Données
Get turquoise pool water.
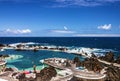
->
[0,49,84,70]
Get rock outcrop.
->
[73,57,81,67]
[82,58,103,72]
[115,56,120,64]
[106,65,120,81]
[0,54,9,58]
[99,51,114,62]
[36,66,57,81]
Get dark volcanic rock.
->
[73,57,81,67]
[36,66,57,81]
[82,58,103,72]
[99,51,114,62]
[115,56,120,64]
[106,65,120,81]
[0,44,5,47]
[68,76,104,81]
[0,54,9,58]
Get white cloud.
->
[51,26,75,34]
[52,30,75,34]
[64,26,68,30]
[98,24,112,30]
[55,0,120,7]
[73,34,120,37]
[5,29,31,34]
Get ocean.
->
[0,37,120,70]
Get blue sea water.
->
[0,37,120,70]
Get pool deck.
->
[44,57,106,80]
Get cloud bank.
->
[51,26,75,34]
[98,24,112,30]
[73,34,120,37]
[55,0,120,7]
[4,29,31,34]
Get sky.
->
[0,0,120,37]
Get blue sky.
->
[0,0,120,37]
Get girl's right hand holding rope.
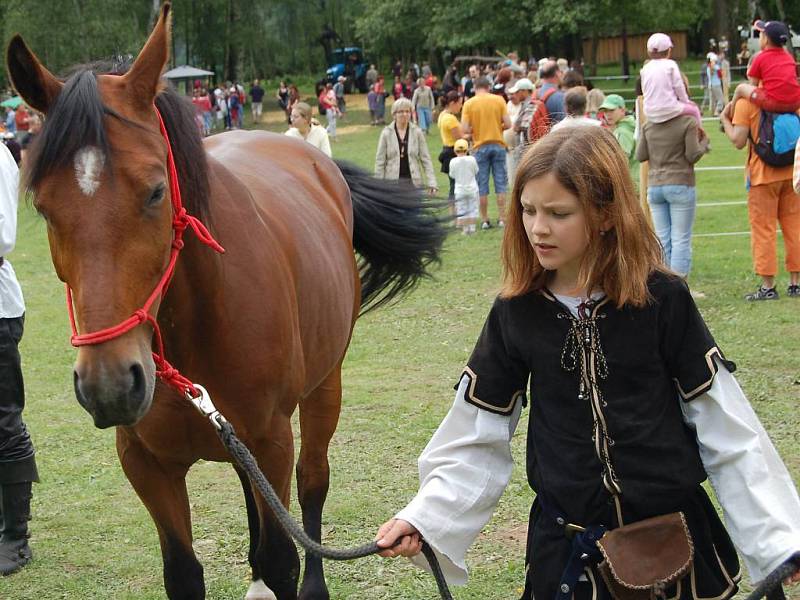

▶ [DÉTAILS DE L'EXERCICE]
Remettez à l'échelle les enregistrements ci-dessus : recopiez toutes leurs lignes, y compris celles qui commencent par « Get », en multipliant chaque coordonnée des cadres de délimitation par 2,25 et en arrondissant à l'entier le plus proche, les demis vers le haut. Laissez les images hors de la réponse.

▶ [RÉPONSE ATTENDUE]
Get turquoise pool water.
->
[0,110,189,158]
Get rock outcrop.
->
[164,128,182,151]
[185,131,232,162]
[259,126,270,144]
[239,146,270,182]
[0,122,20,131]
[223,115,257,140]
[81,149,128,182]
Get dark volcanic rock.
->
[164,128,182,151]
[81,149,128,182]
[185,131,232,162]
[223,115,257,140]
[259,126,270,144]
[239,146,270,182]
[0,99,11,106]
[153,171,234,182]
[0,122,20,131]
Get white cloud.
->
[115,59,169,77]
[117,68,169,77]
[144,59,153,68]
[221,54,252,68]
[124,0,270,16]
[164,77,270,83]
[11,65,70,77]
Get ocean.
->
[0,83,270,158]
Get blue sea water.
->
[0,83,270,158]
Get pool deck.
->
[99,128,239,180]
Get cloud bank.
->
[115,59,169,77]
[221,54,252,68]
[164,77,270,83]
[124,0,270,16]
[9,65,70,77]
Get sky.
->
[0,0,270,83]
Get blue sky.
->
[0,0,270,83]
Get girl's right hand holding rope.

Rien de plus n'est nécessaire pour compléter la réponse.